(Saved data entries)
-=-=-=-=-

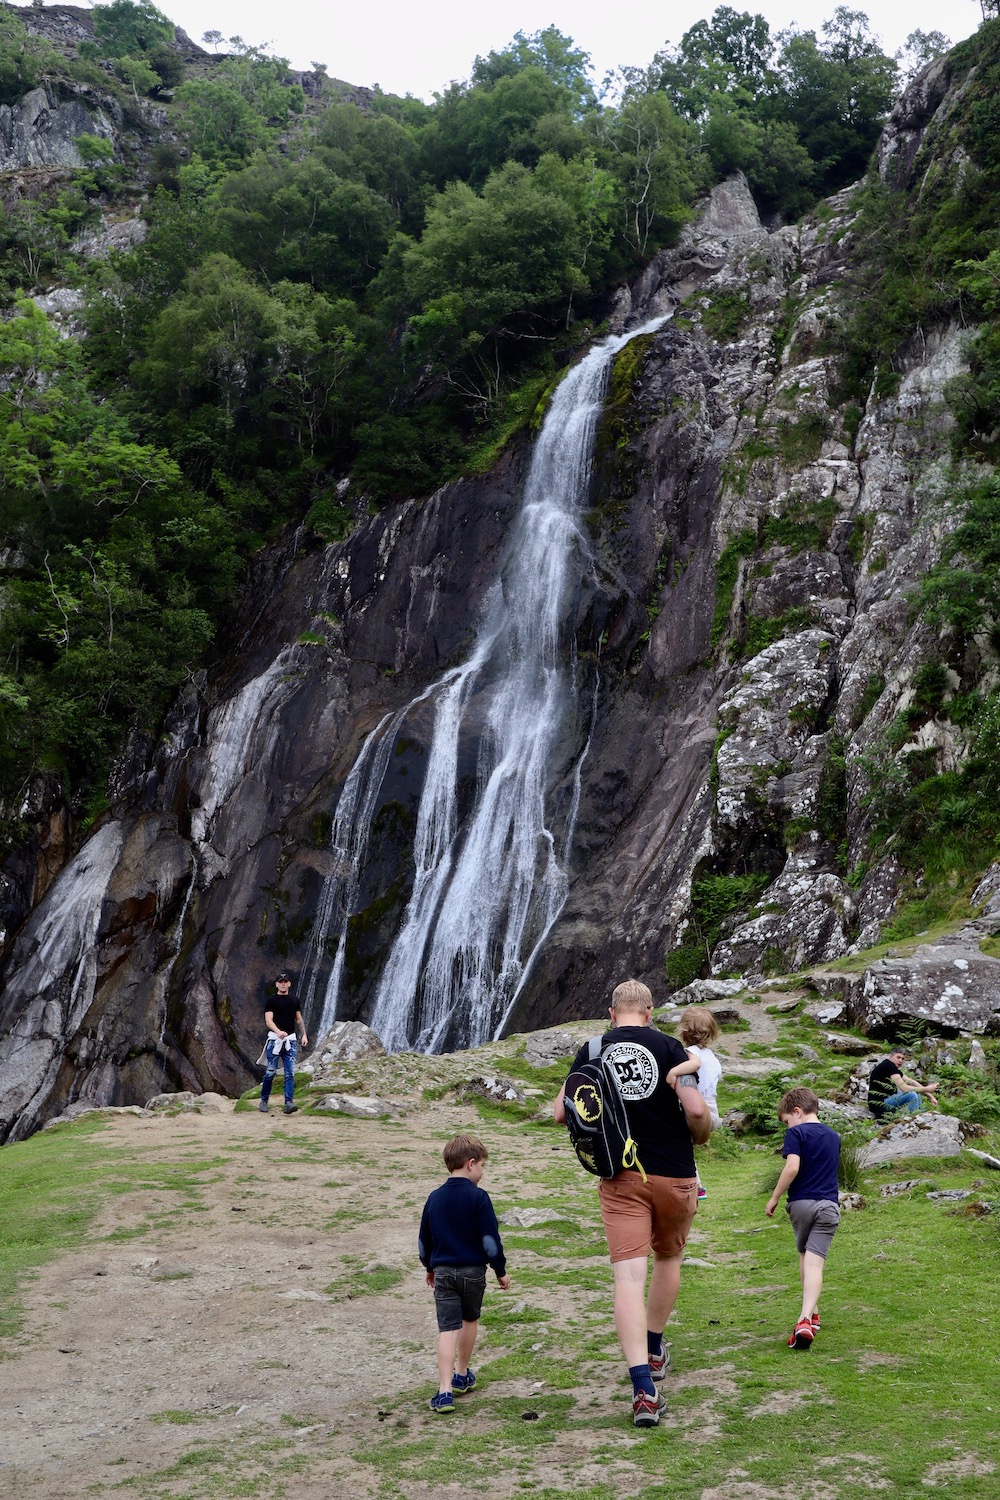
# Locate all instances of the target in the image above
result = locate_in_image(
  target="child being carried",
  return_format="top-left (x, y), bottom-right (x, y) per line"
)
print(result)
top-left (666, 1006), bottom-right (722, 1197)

-=-=-=-=-

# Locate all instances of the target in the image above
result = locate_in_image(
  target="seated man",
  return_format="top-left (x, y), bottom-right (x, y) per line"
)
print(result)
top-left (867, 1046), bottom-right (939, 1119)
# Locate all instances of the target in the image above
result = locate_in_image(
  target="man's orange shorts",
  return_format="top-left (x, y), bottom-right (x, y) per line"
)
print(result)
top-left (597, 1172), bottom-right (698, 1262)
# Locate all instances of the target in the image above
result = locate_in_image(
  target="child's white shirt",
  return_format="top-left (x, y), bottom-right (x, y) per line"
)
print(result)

-=-=-=-=-

#### [WHAT THE EXERCISE ASKS]
Within the entries above, find the string "child" and return each line that holds it.

#### [SOLVED EXERCISE]
  target="child being carried",
  target="child's white shirt",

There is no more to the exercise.